Activity 1:
In the biography of George L. Miller, retype the passage starting at "George Lorin Miller" and ending at "Omaha in 1898.", word for word.
Activity 2:
List every role the opening sentence of the George L. Miller biography gives him.
Activity 3:
Carry on the biography of George L. Miller from its final sentence.

--- Quoted passage ---

George Lorin Miller (c. 1830 – 1920) was an American pioneer physician, editor, politician, and land owner in Omaha, Nebraska. The founder of the Omaha Herald, which later became part of the Omaha World-Herald, Miller arrived in Omaha in 1854, the year the city was founded. He also promoted Omaha as the route of the First transcontinental railroad and the Trans-Mississippi and International Exposition in Omaha in 1898.

==Biography==
Born to Omaha pioneer politician Lorin Miller, George L. Miller was a graduate from medical school in New York City in 1852. He practiced in Syracuse, New York, for two years before coming to Omaha where his parents settled in 1854. He started the first medical practice in the city upon his arrival.

--- Listed records ---

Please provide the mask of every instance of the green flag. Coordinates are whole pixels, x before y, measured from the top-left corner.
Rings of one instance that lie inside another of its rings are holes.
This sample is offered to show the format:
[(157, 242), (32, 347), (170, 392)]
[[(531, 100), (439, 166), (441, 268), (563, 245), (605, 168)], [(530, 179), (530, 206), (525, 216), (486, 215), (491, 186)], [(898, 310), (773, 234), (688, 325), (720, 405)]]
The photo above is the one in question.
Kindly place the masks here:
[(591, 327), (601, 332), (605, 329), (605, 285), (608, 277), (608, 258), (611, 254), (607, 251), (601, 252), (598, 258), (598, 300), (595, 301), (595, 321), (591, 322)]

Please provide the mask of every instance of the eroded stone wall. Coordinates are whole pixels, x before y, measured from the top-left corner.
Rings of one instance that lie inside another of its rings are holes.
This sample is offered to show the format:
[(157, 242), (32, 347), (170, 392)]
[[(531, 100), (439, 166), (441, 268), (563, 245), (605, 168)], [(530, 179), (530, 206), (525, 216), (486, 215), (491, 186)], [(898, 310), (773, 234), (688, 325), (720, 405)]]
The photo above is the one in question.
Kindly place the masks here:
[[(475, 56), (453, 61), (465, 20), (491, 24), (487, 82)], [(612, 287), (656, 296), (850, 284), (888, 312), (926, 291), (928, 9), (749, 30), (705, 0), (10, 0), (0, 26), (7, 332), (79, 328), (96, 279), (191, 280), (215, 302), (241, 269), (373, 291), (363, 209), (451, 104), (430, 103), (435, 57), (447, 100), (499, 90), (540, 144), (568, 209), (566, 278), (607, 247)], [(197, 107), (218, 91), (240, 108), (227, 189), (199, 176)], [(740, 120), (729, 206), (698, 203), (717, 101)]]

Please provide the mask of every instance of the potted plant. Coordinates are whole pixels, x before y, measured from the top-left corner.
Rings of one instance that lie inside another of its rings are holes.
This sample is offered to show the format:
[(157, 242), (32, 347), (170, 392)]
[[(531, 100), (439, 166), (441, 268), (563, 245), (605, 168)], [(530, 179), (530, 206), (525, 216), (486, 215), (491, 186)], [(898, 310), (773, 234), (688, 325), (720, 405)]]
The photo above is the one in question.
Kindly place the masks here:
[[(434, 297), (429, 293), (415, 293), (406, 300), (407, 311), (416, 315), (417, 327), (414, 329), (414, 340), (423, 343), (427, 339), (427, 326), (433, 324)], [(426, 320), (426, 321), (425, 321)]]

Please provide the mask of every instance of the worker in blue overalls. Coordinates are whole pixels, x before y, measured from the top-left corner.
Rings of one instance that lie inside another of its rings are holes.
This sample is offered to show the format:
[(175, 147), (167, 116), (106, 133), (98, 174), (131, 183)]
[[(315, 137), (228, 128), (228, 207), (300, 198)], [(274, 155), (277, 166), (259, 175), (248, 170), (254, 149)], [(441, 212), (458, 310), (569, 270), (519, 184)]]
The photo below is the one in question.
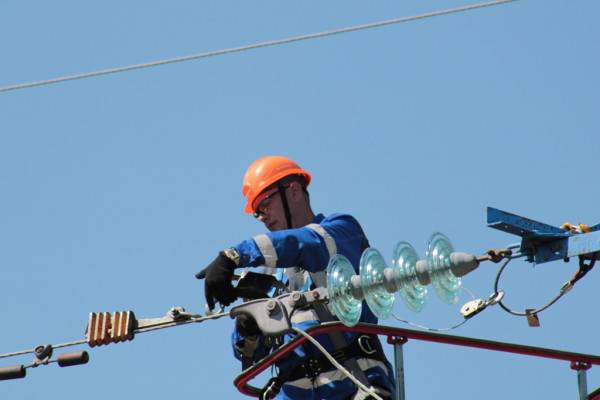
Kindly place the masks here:
[[(215, 301), (227, 306), (240, 295), (231, 283), (238, 267), (264, 266), (267, 271), (280, 272), (289, 291), (326, 286), (325, 269), (334, 254), (344, 255), (358, 272), (361, 253), (369, 246), (361, 226), (348, 214), (315, 215), (306, 190), (310, 182), (311, 175), (286, 157), (262, 157), (250, 165), (242, 186), (244, 211), (254, 214), (270, 232), (221, 251), (196, 275), (204, 279), (206, 302), (211, 309)], [(300, 329), (332, 319), (325, 306), (296, 310), (292, 315), (293, 325)], [(363, 305), (360, 321), (377, 323), (377, 318)], [(392, 398), (392, 368), (377, 336), (335, 332), (318, 336), (317, 340), (328, 351), (335, 351), (336, 358), (349, 365), (352, 374), (381, 398)], [(232, 342), (234, 355), (243, 368), (260, 360), (277, 344), (265, 338), (256, 322), (245, 316), (237, 318)], [(277, 366), (279, 374), (263, 389), (264, 398), (369, 398), (310, 344), (297, 348)]]

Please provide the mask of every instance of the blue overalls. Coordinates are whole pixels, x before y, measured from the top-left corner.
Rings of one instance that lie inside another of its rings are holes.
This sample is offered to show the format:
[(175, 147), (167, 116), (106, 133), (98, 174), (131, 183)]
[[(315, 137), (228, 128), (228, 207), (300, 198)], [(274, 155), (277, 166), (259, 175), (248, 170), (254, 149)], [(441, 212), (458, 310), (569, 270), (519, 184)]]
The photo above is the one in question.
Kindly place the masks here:
[[(280, 276), (281, 268), (285, 268), (285, 277), (282, 280), (287, 280), (288, 290), (302, 291), (310, 289), (311, 284), (326, 286), (325, 269), (333, 254), (341, 254), (348, 258), (358, 273), (365, 243), (368, 242), (362, 228), (352, 216), (332, 214), (325, 217), (319, 214), (313, 223), (305, 227), (261, 234), (244, 240), (235, 248), (240, 254), (240, 267), (265, 266), (267, 271), (279, 268), (277, 271)], [(364, 302), (360, 322), (377, 323), (377, 318)], [(292, 325), (299, 329), (305, 330), (318, 324), (318, 317), (312, 308), (295, 311), (292, 315)], [(293, 336), (286, 335), (283, 338), (284, 342), (291, 340)], [(358, 334), (345, 332), (344, 336), (347, 343), (353, 343)], [(333, 351), (333, 344), (328, 335), (320, 335), (317, 340), (328, 351)], [(250, 342), (235, 329), (232, 333), (232, 345), (233, 353), (239, 360), (242, 360), (243, 355), (250, 355), (253, 361), (258, 361), (271, 350), (264, 337), (259, 336), (257, 341)], [(289, 357), (277, 363), (280, 376), (287, 371), (296, 371), (300, 365), (306, 365), (309, 358), (321, 357), (321, 353), (314, 346), (299, 346)], [(389, 392), (391, 396), (394, 391), (394, 378), (391, 365), (385, 357), (375, 359), (357, 356), (356, 359), (369, 383), (383, 389), (383, 393)], [(297, 374), (293, 377), (298, 379), (286, 381), (277, 399), (346, 400), (352, 399), (357, 393), (356, 385), (335, 368), (310, 377), (298, 377)]]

---

Expected answer 1:
George Lorin Miller (c. 1830 – 1920) was an American pioneer physician, editor, politician, and land owner in Omaha, Nebraska. The founder of the Omaha Herald, which later became part of the Omaha World-Herald, Miller arrived in Omaha in 1854, the year the city was founded. He also promoted Omaha as the route of the First transcontinental railroad and the Trans-Mississippi and International Exposition in Omaha in 1898.

Expected answer 2:
physician, editor, politician, land owner

Expected answer 3:
Miller was elected to the Nebraska Territorial Legislature in 1854. He served one year in the house and then was elected to three terms in the council, serving as president of the council in his second term. In 1855 Miller requested that the Congregationalist Church send a minister to Omaha, leading to the assignment of Reuben Gaylord, the city's foremost Christian missionary in its early years. In 1860 Miller moved to St. Joseph, Missouri, where he submitted articles to local newspapers. During that period Miller decided to leave medicine to pursue other ventures. Miller helped recruit the First Nebraska Regiment prior to the Civil War and served as sutler at Fort Kearny until 1864. That year he returned to Omaha and ran for territorial delegate to Congress and was defeated. The following year he started the Democratic Omaha Daily Herald. Miller was attacked by Republican Edward Rosewater of the Omaha Bee on September 6, 1876, as a "jack-of-all trades and a master of none. . . . a medicine man, a hotel builder, an army sutler, a cotton speculator, a railroad jobber, an eating-house keeper, journalist, and a politician. . . [and] a dishonest, unscrupulous, and unprincipled money-grabber." He was the editor of the Omaha Daily Herald for almost twenty-three years before selling the paper in 1887.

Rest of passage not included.